● Set problem
In the article on Diaz's Asia Game Changer award, why is Diaz being honored, and what two aims does the article give for his bottle concept? Answer in one to three sentences.

● Passage to read

####

Diaz, who promoted his Liter of Light project in Jersey City two years ago, in partnership with the Philippine-American Friendship Committee Inc., is being honored “for bringing light to those in the Philippines who lack electricity and have done so in brilliant and sustainable fashion.”
Diaz joins 12 other individuals and institutions representing “an extraordinary range of geography and achievement” who share a “common vision, passion and proven impact, wherever and however they happen to be changing the world,” Asia Society said in a statement. The awardees are from China, India, Japan, Philippines, Pakistan, Afghanistan and Indonesia.
The 2014 Class of Asia Game Changers [was] honored on October 16 at a Game Changer Awards Dinner at the United Nations Dining Room and Terrace.
Josette Sheeran, president and CEO of Asia Society said that the selection process began early this year, “inviting suggestions from Asia Society’s global network.” She reported that more than 130 individuals and institutions were nominated. Asia Society took six months to decide before announcing the awardees on September 16.
Bottle of light
Diaz is a social entrepreneur whose concept is to combine sunshine, water and chlorine inside a used one-liter bottle to bring light to disadvantaged Filipinos while recycling tons of plastic waste that would otherwise end up in already overburdened landfills.

####

● Provided material
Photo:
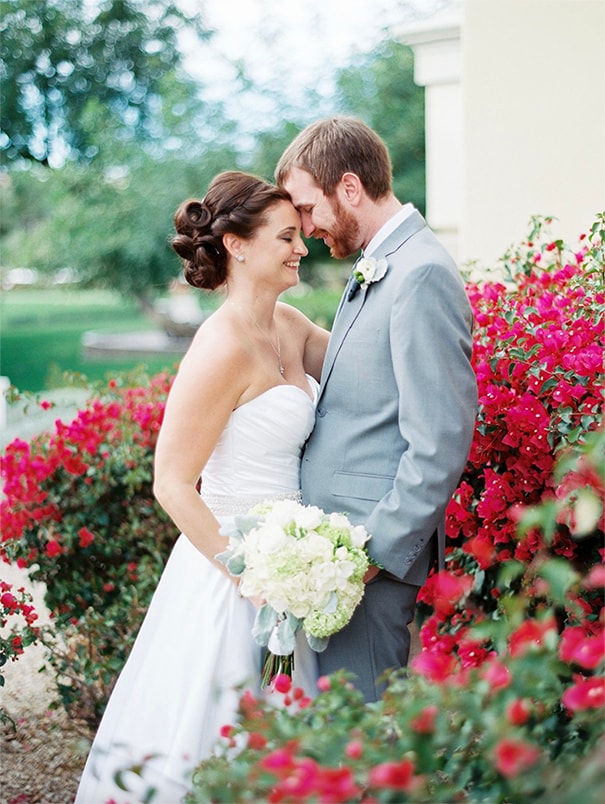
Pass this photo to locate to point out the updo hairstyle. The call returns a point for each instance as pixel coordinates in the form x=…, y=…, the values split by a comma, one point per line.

####

● Written answer
Diaz is being honored for bringing light, in a brilliant and sustainable way, to people in the Philippines who lack electricity. His concept puts sunshine, water and chlorine inside a used one-liter bottle. This brings light to disadvantaged Filipinos and recycles plastic waste that would otherwise end up in already overburdened landfills.